[ENTRIES SHOWN start]

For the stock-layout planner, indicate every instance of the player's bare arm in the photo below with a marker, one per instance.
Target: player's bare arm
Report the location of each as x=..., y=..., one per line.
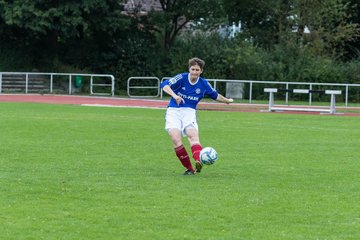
x=169, y=91
x=223, y=99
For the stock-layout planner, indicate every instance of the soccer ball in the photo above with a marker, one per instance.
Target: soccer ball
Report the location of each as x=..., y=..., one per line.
x=208, y=156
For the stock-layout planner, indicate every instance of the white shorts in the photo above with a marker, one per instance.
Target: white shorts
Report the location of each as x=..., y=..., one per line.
x=180, y=118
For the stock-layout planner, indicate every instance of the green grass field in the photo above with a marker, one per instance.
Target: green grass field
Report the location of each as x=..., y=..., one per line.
x=73, y=172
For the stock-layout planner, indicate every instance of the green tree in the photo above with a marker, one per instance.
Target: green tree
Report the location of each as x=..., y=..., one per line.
x=79, y=32
x=175, y=15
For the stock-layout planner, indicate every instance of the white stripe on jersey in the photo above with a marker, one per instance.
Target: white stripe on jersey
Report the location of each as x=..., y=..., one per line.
x=175, y=79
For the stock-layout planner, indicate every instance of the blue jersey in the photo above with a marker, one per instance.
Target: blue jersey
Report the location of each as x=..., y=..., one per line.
x=192, y=93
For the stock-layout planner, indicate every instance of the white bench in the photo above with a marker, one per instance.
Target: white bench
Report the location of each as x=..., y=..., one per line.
x=330, y=110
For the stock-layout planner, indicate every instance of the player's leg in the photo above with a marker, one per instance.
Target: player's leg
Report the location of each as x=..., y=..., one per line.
x=180, y=151
x=193, y=137
x=174, y=128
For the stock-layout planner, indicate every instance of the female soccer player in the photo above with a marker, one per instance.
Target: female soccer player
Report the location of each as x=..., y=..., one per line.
x=186, y=91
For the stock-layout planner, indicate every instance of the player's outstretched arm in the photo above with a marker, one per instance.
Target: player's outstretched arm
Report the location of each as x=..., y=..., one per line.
x=223, y=99
x=177, y=98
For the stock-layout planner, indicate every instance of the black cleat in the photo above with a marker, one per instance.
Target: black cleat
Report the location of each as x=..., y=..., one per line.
x=198, y=166
x=189, y=172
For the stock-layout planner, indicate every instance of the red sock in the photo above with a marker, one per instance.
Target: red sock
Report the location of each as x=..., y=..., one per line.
x=183, y=157
x=196, y=148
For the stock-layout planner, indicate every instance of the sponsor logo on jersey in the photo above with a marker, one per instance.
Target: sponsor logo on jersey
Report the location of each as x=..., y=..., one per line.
x=188, y=97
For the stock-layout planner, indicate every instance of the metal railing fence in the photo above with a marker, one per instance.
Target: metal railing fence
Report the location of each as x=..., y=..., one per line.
x=70, y=77
x=252, y=83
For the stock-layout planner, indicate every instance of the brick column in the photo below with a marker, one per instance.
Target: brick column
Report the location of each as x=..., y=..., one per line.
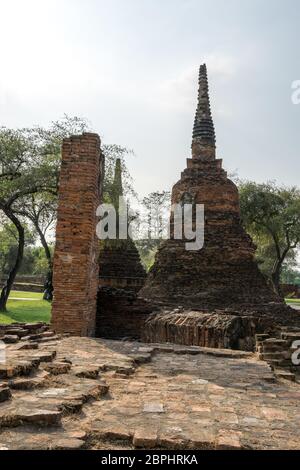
x=75, y=270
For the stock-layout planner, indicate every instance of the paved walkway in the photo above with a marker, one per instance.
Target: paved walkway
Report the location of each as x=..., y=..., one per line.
x=152, y=396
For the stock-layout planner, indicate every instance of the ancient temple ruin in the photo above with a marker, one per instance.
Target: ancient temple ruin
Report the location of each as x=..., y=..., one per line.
x=120, y=265
x=121, y=276
x=224, y=272
x=214, y=297
x=222, y=296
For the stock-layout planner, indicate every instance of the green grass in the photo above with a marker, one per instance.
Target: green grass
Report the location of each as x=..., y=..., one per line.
x=26, y=295
x=293, y=301
x=29, y=311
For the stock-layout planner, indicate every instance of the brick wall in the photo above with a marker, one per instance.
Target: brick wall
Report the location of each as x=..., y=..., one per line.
x=76, y=268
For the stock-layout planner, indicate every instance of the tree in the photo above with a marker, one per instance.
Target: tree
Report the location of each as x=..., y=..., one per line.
x=155, y=221
x=9, y=247
x=24, y=170
x=40, y=209
x=271, y=214
x=29, y=165
x=113, y=153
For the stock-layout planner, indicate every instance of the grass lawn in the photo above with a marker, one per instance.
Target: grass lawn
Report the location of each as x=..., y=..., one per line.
x=29, y=311
x=293, y=301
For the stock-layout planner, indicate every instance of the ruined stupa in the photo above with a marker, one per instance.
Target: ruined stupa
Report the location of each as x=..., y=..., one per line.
x=121, y=276
x=119, y=260
x=222, y=296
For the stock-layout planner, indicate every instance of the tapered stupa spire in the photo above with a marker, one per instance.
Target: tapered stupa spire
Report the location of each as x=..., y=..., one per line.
x=204, y=139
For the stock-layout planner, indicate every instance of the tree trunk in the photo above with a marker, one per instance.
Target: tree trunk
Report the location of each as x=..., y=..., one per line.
x=48, y=288
x=12, y=275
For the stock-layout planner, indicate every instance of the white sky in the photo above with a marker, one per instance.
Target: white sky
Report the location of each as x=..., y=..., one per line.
x=130, y=67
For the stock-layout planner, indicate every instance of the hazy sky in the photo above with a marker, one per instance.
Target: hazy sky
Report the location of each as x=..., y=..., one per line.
x=130, y=67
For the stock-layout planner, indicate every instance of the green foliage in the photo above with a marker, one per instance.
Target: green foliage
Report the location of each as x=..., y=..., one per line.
x=112, y=153
x=9, y=248
x=271, y=214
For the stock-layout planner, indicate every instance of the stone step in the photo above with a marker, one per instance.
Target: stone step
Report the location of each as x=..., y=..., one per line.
x=46, y=439
x=5, y=393
x=87, y=372
x=29, y=383
x=38, y=336
x=57, y=368
x=18, y=368
x=23, y=415
x=284, y=374
x=20, y=332
x=278, y=355
x=26, y=345
x=44, y=356
x=10, y=339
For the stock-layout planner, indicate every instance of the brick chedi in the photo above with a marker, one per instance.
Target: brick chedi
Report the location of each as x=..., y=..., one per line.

[ENTRIES SHOWN end]

## GIVEN REQUEST
Copy every row above word for word, leaving out the pictures.

## FULL ANSWER
For the stock-layout planner, indicate every instance of the player's bare arm in the photo below with a marker, one per instance.
Target: player's bare arm
Report the location of each as x=..., y=..., one per line.
x=169, y=91
x=223, y=99
For the stock-layout planner, indicate every instance of the soccer ball in the photo above with a marker, one per instance.
Target: soccer ball
Report the location of each as x=..., y=..., one per line.
x=208, y=156
For the stock-layout planner, indicate every instance of the white shorts in the photo above with a marker, one per instance.
Target: white shorts
Report the location of each as x=..., y=..., one per line.
x=180, y=118
For the stock-layout planner, indicate every instance of the green grass field in the photo above with a marker, one per instance.
Target: green grass field
Report the location of each as x=..., y=..., one per line.
x=73, y=172
For the stock-layout planner, indicate every instance of the green tree in the photo above with a marker, one per instance.
Target: green tree
Report the location of each as x=..., y=..., one per line.
x=79, y=32
x=175, y=15
For the stock-layout planner, indicate every instance of the white stripe on jersey in the photo above with a marker, one per instance.
Target: white stripe on jersey
Report the location of each as x=..., y=..., one per line.
x=175, y=79
For the stock-layout planner, indicate every instance of the blue jersey in the photo above with a marker, one per instance.
Target: blue jersey
Report the location of each as x=..., y=..., one per line.
x=192, y=93
For the stock-layout planner, indicate every instance of the white bench in the photo above with a marker, one per instance.
Target: white bench
Report the location of each as x=..., y=..., one per line.
x=330, y=110
For the stock-layout planner, indicate every instance of the player's leg in the photo above with a marker, one per instance.
Target: player's leg
Report the location of each as x=..., y=..., one per line.
x=180, y=151
x=193, y=137
x=174, y=128
For the stock-layout planner, indicate every instance of the female soccer player in the photo above with a marker, one per instance.
Target: female soccer player
Report the location of each as x=..., y=..., one per line.
x=186, y=91
For the stock-layout planner, indicate every instance of the player's outstretched arm in the photo above with a marker, one per instance.
Target: player's outstretched arm
Report the location of each as x=..., y=..., one per line.
x=223, y=99
x=177, y=98
For the stock-layout planner, indicate every instance of the black cleat in the photo above with a marker, one per instance.
Target: black cleat
Report the location of each as x=..., y=..., one per line.
x=198, y=166
x=189, y=172
For the stock-layout planner, indicate every instance of the red sock in the photo above with a marker, one per instance.
Target: red sock
Report the location of each as x=..., y=..., one per line.
x=183, y=157
x=196, y=148
For the stock-layout planner, indicate every instance of the sponsor logo on jersey in the photo above with a marker, one per instance.
Target: sponsor logo on jersey
Report the location of each as x=..., y=..., one per line.
x=188, y=97
For the stock-layout planner, indicate every instance of the metal railing fence in the photo above with a marker, one per instance.
Target: metal railing fence
Report the location of each as x=..., y=..., one per line.
x=70, y=77
x=252, y=83
For the stock-layout planner, indicate every instance of the brick column in the photo below with a marker, one per instance.
Target: brick column
Report the location of each as x=..., y=..., one per line.
x=75, y=270
For the stock-layout planner, indicate every instance of the paved walkway in the photo above with a marker, one per instance.
Target: paved walkway
Report the location of each as x=..., y=..., one per line.
x=152, y=396
For the stock-layout planner, indicate every instance of the ancient temple ruin in the photo above with a marker, one per instance.
Target: ancient temple ruin
Report the location of each as x=..., y=..., one per line.
x=120, y=265
x=121, y=276
x=224, y=272
x=214, y=297
x=222, y=296
For the stock-layout planner, indicate every instance of the green grass in the photo above with a marker, one per instance.
Target: green grass
Report the location of each as x=..., y=..., one per line.
x=26, y=295
x=293, y=301
x=29, y=311
For the stock-layout planner, indicate every instance of the brick wall in the photo above with a marker, one per instance.
Target: brick wall
Report the location of each as x=..., y=..., one per line.
x=76, y=268
For the stock-layout planner, indicate every instance of the tree in the photo above with a marker, one per instance.
Target: tree
Report the location of each as x=..., y=..., one per line.
x=155, y=221
x=9, y=247
x=24, y=170
x=40, y=209
x=271, y=214
x=29, y=165
x=113, y=153
For the stock-layout planner, indicate every instance of the grass lawn in the photo above with a marker, one per instance.
Target: grass lawn
Report the location of each as x=..., y=..., one per line.
x=29, y=311
x=293, y=301
For the stock-layout planner, indicate every instance of the ruined stupa in the photo above with a marker, one per instance.
Target: ruined stupa
Report the location of each as x=..., y=..., one per line.
x=121, y=276
x=119, y=260
x=222, y=296
For the stock-layout planner, indicate every instance of the tapered stupa spire in the photo above with a marker, one per instance.
Target: tapered stupa spire
Report the location of each as x=..., y=..., one per line.
x=204, y=139
For the stock-layout planner, indicate every instance of the tree trunk in the photo above with a marker, one per instance.
Target: tree trunk
Report the location of each as x=..., y=..., one per line.
x=48, y=288
x=12, y=275
For the stock-layout planner, indicate every instance of the white sky in the photo above with a marker, one per instance.
Target: white sky
Report the location of each as x=..., y=..., one per line.
x=130, y=67
For the stock-layout planner, indicate every instance of the hazy sky in the photo above with a marker, one per instance.
Target: hazy sky
Report the location of each as x=..., y=..., one per line.
x=130, y=67
For the stock-layout planner, indicate every instance of the green foliage in the photo above with a marker, one per instance.
Target: green foliage
Report the location of each as x=..., y=..., one per line.
x=112, y=153
x=9, y=248
x=271, y=214
For the stock-layout planner, indicate every instance of the stone step in the photo above with a marker, one per instance.
Target: stone step
Report the location of each as x=..., y=..., one per line.
x=46, y=439
x=5, y=393
x=87, y=372
x=29, y=383
x=38, y=336
x=57, y=368
x=18, y=368
x=23, y=415
x=284, y=374
x=20, y=332
x=278, y=355
x=26, y=345
x=44, y=356
x=10, y=339
For the stock-layout planner, indicate every instance of the brick chedi in the photo above with a marker, one per instance.
Target: brick chedi
Report the location of each as x=..., y=..., one per line.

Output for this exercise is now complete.